Can you lay out the part that opens with the line containing "of the ploughed" and closes with the line containing "(106, 183), (170, 222)" as a Markdown table, with a row number under Row and the line itself under Line? Skip blank lines and leave the pictures out.

== Listed entries

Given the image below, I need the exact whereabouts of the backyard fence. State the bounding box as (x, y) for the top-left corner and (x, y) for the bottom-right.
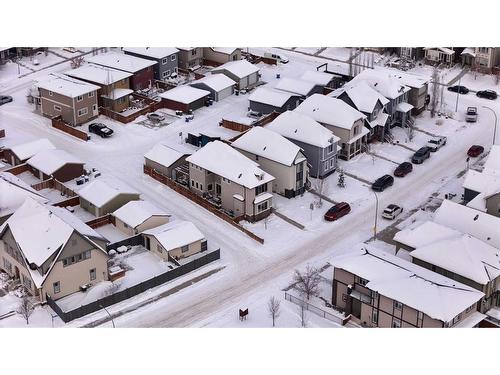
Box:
(46, 249), (220, 323)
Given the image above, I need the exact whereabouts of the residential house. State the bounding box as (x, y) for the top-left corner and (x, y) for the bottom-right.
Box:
(87, 52), (157, 91)
(26, 150), (85, 182)
(123, 47), (179, 81)
(35, 73), (99, 126)
(113, 200), (171, 236)
(248, 87), (300, 115)
(189, 74), (236, 102)
(295, 94), (369, 160)
(65, 64), (134, 112)
(231, 127), (309, 198)
(3, 138), (56, 166)
(177, 47), (203, 70)
(212, 60), (259, 90)
(0, 198), (108, 303)
(159, 86), (210, 113)
(0, 172), (48, 225)
(142, 220), (207, 264)
(266, 111), (340, 178)
(331, 246), (486, 328)
(203, 47), (241, 66)
(77, 177), (140, 217)
(186, 141), (274, 221)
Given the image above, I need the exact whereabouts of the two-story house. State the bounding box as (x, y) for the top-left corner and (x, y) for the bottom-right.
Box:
(186, 141), (275, 221)
(231, 127), (309, 198)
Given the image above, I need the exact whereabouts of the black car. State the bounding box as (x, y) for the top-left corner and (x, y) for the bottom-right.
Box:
(372, 174), (394, 191)
(476, 90), (498, 100)
(448, 86), (469, 94)
(89, 122), (113, 138)
(0, 95), (13, 105)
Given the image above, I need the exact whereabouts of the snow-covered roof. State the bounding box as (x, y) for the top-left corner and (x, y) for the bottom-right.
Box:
(232, 126), (300, 166)
(0, 198), (105, 287)
(123, 47), (179, 59)
(10, 138), (55, 160)
(186, 141), (274, 189)
(248, 87), (297, 107)
(274, 77), (316, 96)
(300, 70), (335, 86)
(144, 143), (193, 167)
(191, 74), (236, 92)
(143, 220), (205, 251)
(77, 177), (140, 207)
(64, 64), (132, 85)
(160, 86), (210, 104)
(331, 247), (484, 322)
(26, 149), (85, 176)
(113, 201), (170, 228)
(295, 94), (366, 129)
(212, 60), (259, 79)
(0, 172), (48, 217)
(86, 52), (157, 73)
(35, 73), (99, 98)
(266, 111), (340, 148)
(411, 234), (500, 285)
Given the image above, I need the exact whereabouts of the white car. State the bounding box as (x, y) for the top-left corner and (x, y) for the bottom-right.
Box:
(382, 204), (403, 220)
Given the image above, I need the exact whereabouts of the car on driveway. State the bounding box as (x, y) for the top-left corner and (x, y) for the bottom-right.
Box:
(0, 95), (13, 105)
(325, 202), (351, 221)
(448, 86), (469, 95)
(394, 161), (413, 177)
(382, 204), (403, 220)
(476, 90), (498, 100)
(411, 147), (431, 164)
(89, 122), (113, 138)
(467, 145), (484, 158)
(372, 174), (394, 191)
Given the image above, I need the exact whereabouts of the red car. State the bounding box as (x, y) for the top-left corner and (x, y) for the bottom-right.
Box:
(467, 145), (484, 158)
(325, 202), (351, 221)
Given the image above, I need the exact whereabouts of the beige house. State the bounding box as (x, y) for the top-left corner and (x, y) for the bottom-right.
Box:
(77, 177), (140, 217)
(142, 220), (207, 263)
(295, 94), (370, 160)
(231, 127), (309, 198)
(36, 73), (99, 126)
(113, 201), (170, 236)
(186, 141), (275, 221)
(0, 198), (108, 303)
(331, 247), (486, 328)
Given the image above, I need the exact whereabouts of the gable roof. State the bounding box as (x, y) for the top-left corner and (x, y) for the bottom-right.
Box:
(232, 126), (304, 166)
(266, 111), (340, 148)
(295, 94), (366, 129)
(113, 201), (171, 229)
(186, 141), (274, 189)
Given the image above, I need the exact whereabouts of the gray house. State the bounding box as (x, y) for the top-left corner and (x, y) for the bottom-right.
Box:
(123, 47), (179, 81)
(266, 111), (340, 178)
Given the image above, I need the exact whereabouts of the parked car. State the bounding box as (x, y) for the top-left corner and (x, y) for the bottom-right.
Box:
(0, 95), (13, 105)
(394, 161), (413, 177)
(448, 85), (469, 95)
(325, 202), (351, 221)
(372, 174), (394, 191)
(467, 145), (484, 158)
(427, 137), (447, 152)
(411, 147), (431, 164)
(465, 107), (477, 122)
(382, 204), (403, 220)
(476, 90), (498, 100)
(89, 122), (113, 138)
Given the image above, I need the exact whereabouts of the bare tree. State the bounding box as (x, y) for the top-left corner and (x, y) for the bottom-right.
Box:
(17, 295), (34, 324)
(293, 266), (321, 300)
(267, 296), (280, 327)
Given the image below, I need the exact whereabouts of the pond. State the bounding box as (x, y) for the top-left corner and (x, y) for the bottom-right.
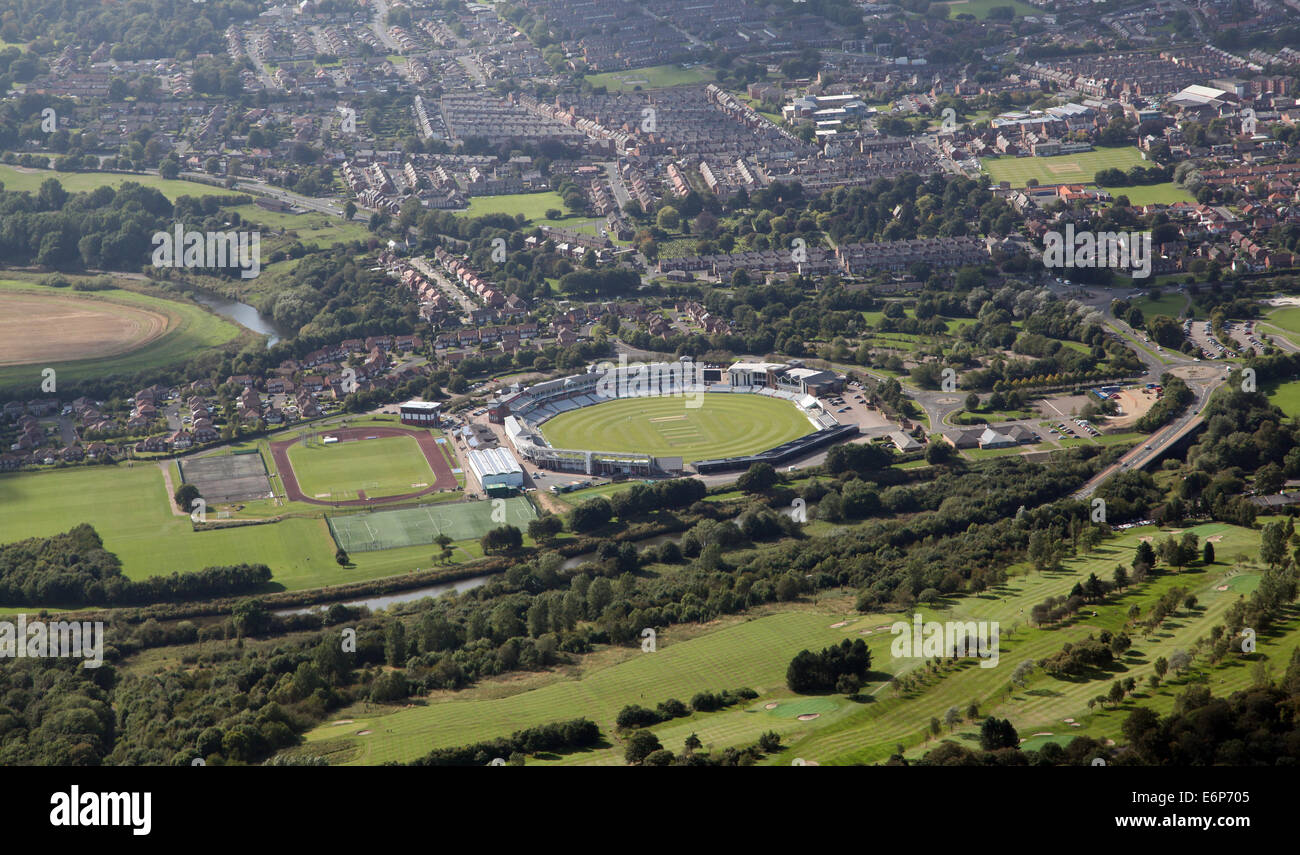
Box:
(194, 294), (293, 347)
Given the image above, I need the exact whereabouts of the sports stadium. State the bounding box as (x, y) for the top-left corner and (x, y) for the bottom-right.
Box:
(490, 357), (858, 477)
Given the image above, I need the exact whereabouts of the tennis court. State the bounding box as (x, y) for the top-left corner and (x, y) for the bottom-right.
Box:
(326, 496), (537, 552)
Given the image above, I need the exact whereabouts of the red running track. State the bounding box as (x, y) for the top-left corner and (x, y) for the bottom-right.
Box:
(270, 428), (458, 508)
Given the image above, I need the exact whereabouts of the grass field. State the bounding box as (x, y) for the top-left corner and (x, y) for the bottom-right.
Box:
(456, 190), (564, 225)
(939, 0), (1043, 21)
(586, 65), (714, 92)
(1106, 181), (1196, 205)
(980, 146), (1147, 187)
(1265, 305), (1300, 342)
(289, 437), (434, 502)
(1264, 379), (1300, 417)
(329, 496), (537, 554)
(222, 205), (371, 247)
(0, 279), (244, 389)
(302, 524), (1279, 765)
(0, 461), (517, 590)
(1128, 291), (1188, 321)
(542, 394), (813, 463)
(0, 165), (235, 201)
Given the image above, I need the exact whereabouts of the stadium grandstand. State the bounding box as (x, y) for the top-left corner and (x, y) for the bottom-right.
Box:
(489, 356), (858, 477)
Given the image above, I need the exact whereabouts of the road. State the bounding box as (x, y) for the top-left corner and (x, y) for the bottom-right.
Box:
(371, 0), (402, 53)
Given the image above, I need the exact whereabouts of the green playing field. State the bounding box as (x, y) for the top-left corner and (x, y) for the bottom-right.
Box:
(542, 392), (813, 463)
(980, 146), (1151, 187)
(328, 496), (537, 552)
(289, 437), (434, 500)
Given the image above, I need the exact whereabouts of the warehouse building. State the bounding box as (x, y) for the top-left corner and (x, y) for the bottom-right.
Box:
(399, 400), (442, 428)
(465, 448), (524, 495)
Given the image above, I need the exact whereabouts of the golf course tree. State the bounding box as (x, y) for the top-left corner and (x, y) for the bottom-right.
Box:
(785, 638), (871, 694)
(979, 716), (1021, 751)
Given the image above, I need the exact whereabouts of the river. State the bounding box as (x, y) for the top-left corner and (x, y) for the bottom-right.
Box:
(272, 574), (493, 616)
(272, 534), (681, 616)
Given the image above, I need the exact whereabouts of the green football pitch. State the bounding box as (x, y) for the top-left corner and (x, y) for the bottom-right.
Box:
(542, 392), (813, 463)
(328, 496), (537, 552)
(289, 437), (436, 500)
(980, 146), (1151, 187)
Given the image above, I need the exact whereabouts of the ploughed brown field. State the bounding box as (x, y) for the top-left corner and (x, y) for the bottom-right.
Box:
(0, 294), (169, 365)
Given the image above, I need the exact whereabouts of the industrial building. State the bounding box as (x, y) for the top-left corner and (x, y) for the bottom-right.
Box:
(398, 400), (442, 428)
(465, 448), (524, 494)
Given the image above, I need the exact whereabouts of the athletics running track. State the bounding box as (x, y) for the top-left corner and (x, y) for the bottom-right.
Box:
(270, 428), (458, 508)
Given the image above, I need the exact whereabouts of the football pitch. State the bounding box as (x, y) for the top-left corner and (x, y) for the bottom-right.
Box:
(980, 146), (1149, 187)
(289, 437), (434, 502)
(326, 496), (537, 552)
(542, 392), (813, 463)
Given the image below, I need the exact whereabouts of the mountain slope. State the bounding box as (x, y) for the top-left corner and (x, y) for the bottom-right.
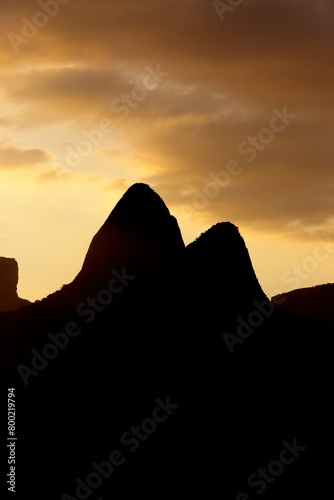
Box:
(272, 283), (334, 326)
(0, 187), (332, 500)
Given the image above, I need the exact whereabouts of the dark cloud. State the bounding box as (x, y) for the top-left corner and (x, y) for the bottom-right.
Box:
(0, 0), (334, 238)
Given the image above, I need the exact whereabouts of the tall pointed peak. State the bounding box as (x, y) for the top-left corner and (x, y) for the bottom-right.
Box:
(106, 183), (170, 222)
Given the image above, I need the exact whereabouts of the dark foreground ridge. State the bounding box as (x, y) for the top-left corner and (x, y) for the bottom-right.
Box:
(0, 184), (333, 500)
(272, 283), (334, 327)
(0, 257), (30, 312)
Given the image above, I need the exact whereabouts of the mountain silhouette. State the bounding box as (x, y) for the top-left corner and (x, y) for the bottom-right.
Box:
(0, 257), (30, 312)
(0, 184), (333, 500)
(272, 283), (334, 326)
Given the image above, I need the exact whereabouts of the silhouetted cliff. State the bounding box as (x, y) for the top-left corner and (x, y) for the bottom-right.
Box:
(0, 185), (333, 500)
(272, 283), (334, 326)
(0, 257), (30, 312)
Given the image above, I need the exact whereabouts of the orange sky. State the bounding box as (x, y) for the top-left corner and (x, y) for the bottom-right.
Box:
(0, 0), (334, 300)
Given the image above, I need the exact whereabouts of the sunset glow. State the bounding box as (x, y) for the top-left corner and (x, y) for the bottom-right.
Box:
(0, 0), (334, 300)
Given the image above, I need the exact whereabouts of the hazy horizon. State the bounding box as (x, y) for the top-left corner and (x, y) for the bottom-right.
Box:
(0, 0), (334, 300)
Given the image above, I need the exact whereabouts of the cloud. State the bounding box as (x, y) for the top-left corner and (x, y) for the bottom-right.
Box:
(0, 0), (334, 238)
(0, 144), (50, 169)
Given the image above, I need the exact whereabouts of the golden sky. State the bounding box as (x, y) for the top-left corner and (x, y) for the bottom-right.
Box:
(0, 0), (334, 300)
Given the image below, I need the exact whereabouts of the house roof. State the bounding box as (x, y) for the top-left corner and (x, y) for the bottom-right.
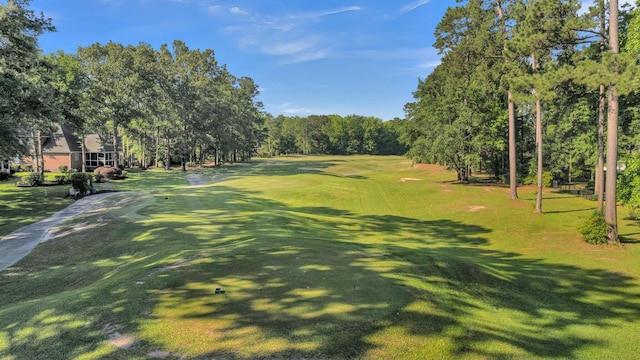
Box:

====

◆ Response to this exercise:
| Row | Line |
|---|---|
| 1 | Given the image above, I need the exact whereabouts of the ploughed brown field. State the bounding box as (x, y) for the top-left corner and (x, y) for the bottom-right. |
| 2 | Box: |
| 3 | (0, 294), (169, 365) |
| 4 | Given the image above, I need the exact whereabouts of the industrial building. State the bounding box as (x, y) for the top-left corner and (x, y) for the bottom-right. |
| 5 | Box: |
| 6 | (398, 400), (442, 428) |
| 7 | (465, 448), (524, 494) |
| 8 | Given the image above, I need the exact whereabouts of the athletics running track. State the bounding box as (x, y) for the top-left corner and (x, y) for the bottom-right. |
| 9 | Box: |
| 10 | (270, 428), (458, 508) |
| 11 | Given the image above, I need the exact whereabouts of the football pitch. State the bounding box as (x, y) for the top-left corner and (x, y) for the bottom-right. |
| 12 | Box: |
| 13 | (980, 146), (1149, 187) |
| 14 | (289, 437), (434, 502) |
| 15 | (326, 496), (537, 552) |
| 16 | (542, 392), (813, 463) |
| 17 | Given the image below, I need the exact whereabouts of the mountain slope. State the bounding box as (x, y) for the top-left corner and (x, y) for the bottom-right. |
| 18 | Box: |
| 19 | (272, 283), (334, 326) |
| 20 | (0, 187), (332, 500) |
| 21 | Given the image above, I need the exact whereabouts of the dark cloud. State the bounding box as (x, y) for the top-left corner and (x, y) for the bottom-right. |
| 22 | Box: |
| 23 | (0, 0), (334, 238) |
| 24 | Given the image above, I need the exact whereabouts of the tall pointed peak. State the bounding box as (x, y) for the top-left corner and (x, y) for the bottom-right. |
| 25 | Box: |
| 26 | (106, 183), (170, 222) |